*** MATERIAL TO PROCESS

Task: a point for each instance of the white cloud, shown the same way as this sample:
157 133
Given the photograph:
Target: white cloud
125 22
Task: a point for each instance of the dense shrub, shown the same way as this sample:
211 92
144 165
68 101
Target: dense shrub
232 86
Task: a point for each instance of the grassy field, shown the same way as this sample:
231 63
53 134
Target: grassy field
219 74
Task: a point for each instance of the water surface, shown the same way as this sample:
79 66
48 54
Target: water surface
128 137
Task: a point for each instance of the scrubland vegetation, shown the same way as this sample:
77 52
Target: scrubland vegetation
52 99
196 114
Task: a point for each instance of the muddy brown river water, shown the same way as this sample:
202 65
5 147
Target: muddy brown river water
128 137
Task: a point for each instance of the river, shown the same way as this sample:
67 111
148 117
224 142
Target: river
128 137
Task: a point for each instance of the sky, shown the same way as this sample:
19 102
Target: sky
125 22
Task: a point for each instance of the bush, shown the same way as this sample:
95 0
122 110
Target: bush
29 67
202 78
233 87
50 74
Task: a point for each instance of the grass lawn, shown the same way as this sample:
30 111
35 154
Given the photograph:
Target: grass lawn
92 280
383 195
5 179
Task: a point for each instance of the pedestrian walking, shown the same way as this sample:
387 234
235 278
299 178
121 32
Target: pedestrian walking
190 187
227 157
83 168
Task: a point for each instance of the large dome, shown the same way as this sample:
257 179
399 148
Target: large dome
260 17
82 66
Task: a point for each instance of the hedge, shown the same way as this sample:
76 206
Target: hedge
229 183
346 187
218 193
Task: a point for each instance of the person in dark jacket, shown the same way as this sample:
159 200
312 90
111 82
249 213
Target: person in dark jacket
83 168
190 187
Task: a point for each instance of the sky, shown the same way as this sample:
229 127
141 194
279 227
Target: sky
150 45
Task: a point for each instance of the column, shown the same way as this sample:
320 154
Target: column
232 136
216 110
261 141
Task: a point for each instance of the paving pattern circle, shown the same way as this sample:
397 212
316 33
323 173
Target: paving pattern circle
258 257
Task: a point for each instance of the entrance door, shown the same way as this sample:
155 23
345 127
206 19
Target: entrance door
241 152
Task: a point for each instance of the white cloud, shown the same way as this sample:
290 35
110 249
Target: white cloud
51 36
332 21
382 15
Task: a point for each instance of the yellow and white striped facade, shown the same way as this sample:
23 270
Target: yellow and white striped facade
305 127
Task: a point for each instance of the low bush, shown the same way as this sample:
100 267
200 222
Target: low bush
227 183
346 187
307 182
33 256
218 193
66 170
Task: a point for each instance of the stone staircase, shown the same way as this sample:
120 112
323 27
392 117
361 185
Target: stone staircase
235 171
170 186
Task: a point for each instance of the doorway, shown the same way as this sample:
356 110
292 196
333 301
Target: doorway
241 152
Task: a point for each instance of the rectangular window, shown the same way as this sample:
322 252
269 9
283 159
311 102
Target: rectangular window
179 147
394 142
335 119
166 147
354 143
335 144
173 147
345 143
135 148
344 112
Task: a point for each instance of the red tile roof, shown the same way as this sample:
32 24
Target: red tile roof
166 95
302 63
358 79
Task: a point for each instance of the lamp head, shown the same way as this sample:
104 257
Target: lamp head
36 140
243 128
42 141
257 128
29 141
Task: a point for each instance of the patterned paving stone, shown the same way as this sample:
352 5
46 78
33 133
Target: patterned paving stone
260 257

******

WHAT THE TASK ASKS –
Reproduce each record exactly as it appears.

YOUR RESPONSE –
Task: a point for each instance of the white cloud, shown the same way as this sample:
157 133
Given the photograph:
Target: white cloud
125 22
Task: a point for each instance of the dense shrub, shown the same way as this sample:
211 92
144 165
68 101
Target: dense shrub
232 86
Task: a point for each instance of the grassy field, shown the same way as this sample:
231 63
53 134
Target: grassy field
219 74
Task: a point for each instance of the water surface, shown the same way as this sample:
79 66
48 54
Target: water surface
128 137
Task: a point for each instance of the scrubland vegetation, shown the same way as this sample:
77 52
Target: scrubland vegetation
52 99
196 114
Task: a point for each instance of the muddy brown river water, shown the same way as this sample:
202 65
5 147
Target: muddy brown river water
128 137
Task: a point for each instance of the river, shown the same way as this sample:
67 111
148 117
224 142
Target: river
128 137
Task: a point for each instance of the sky, shown the same way as this sample:
19 102
Target: sky
125 22
Task: a point for each instance of the bush, shown the same way as this sample:
95 0
122 110
Target: bush
29 67
202 78
233 87
50 74
Task: a point for each instance of the grass lawn, shown the same way as this sample:
30 111
35 154
Given the photograph:
Target: grass lawn
92 280
383 195
5 179
Task: a point for each instance of the pedestrian walking, shown the same way as this sample:
387 234
235 278
299 178
121 32
Target: pedestrian walking
190 187
227 157
83 168
Task: a point for each instance of the large dome, shown the same way as this sample:
257 179
399 148
Target: large dome
260 17
82 66
Task: a point for each instance of the hedge, shown the same way as this sample:
76 206
Target: hedge
229 183
346 187
218 193
Task: a point for each instance of the person in dark jacket, shown the same way as this sample:
159 200
312 90
111 82
249 213
Target: person in dark jacket
83 168
190 187
Task: a point for each instance of the sky, shown the same way as this sample:
229 127
141 194
279 227
Target: sky
150 45
Task: a point for each instance of the column, shown the same way as this sample:
320 154
Target: column
232 136
216 110
261 141
Task: a point for each instance of the paving pattern circle, shown the same way as this sample:
397 212
316 33
323 173
Target: paving pattern circle
258 257
Task: a point for each instance of the entrance door, shown the same way as this sample:
155 23
345 127
206 19
Target: entrance door
241 152
Task: a point for each instance of the white cloud, shown the same way as this sample:
290 35
110 249
Target: white cloud
51 36
332 21
382 15
Task: a point for each instance of the yellow and white striped facade, shown the same way as this sample:
23 270
Target: yellow and white striped facade
305 127
Task: a point for each instance of the low bush, shown the same way as this sample:
100 267
200 222
Target: low bush
227 183
346 187
307 182
33 256
218 193
66 170
Task: a point for each instance of the stone staircase, shown the same way as this sample:
120 112
323 27
392 117
361 185
Target: stone staircase
235 171
170 186
Task: a point for each instance of the doorway, shown the same way as this sample:
356 110
292 196
333 301
Target: doorway
241 152
Task: a point for each instance of the rectangular window, shown the same way as this sample:
322 252
269 9
283 159
311 102
Target: rectangular window
179 147
394 142
335 119
166 147
354 143
335 144
173 147
345 143
135 148
344 112
Task: a point for each instance of the red tile roof, shown the same way as this sample:
32 24
Target: red tile roof
166 95
302 63
358 79
Task: a point for each instance of the lamp head, shown the same way as this sample:
104 257
Target: lamp head
36 140
243 128
42 141
257 128
29 141
Task: a point for each instance of the patterned paving stone, shown the same way as this sample:
352 5
46 78
33 133
Target: patterned paving stone
260 257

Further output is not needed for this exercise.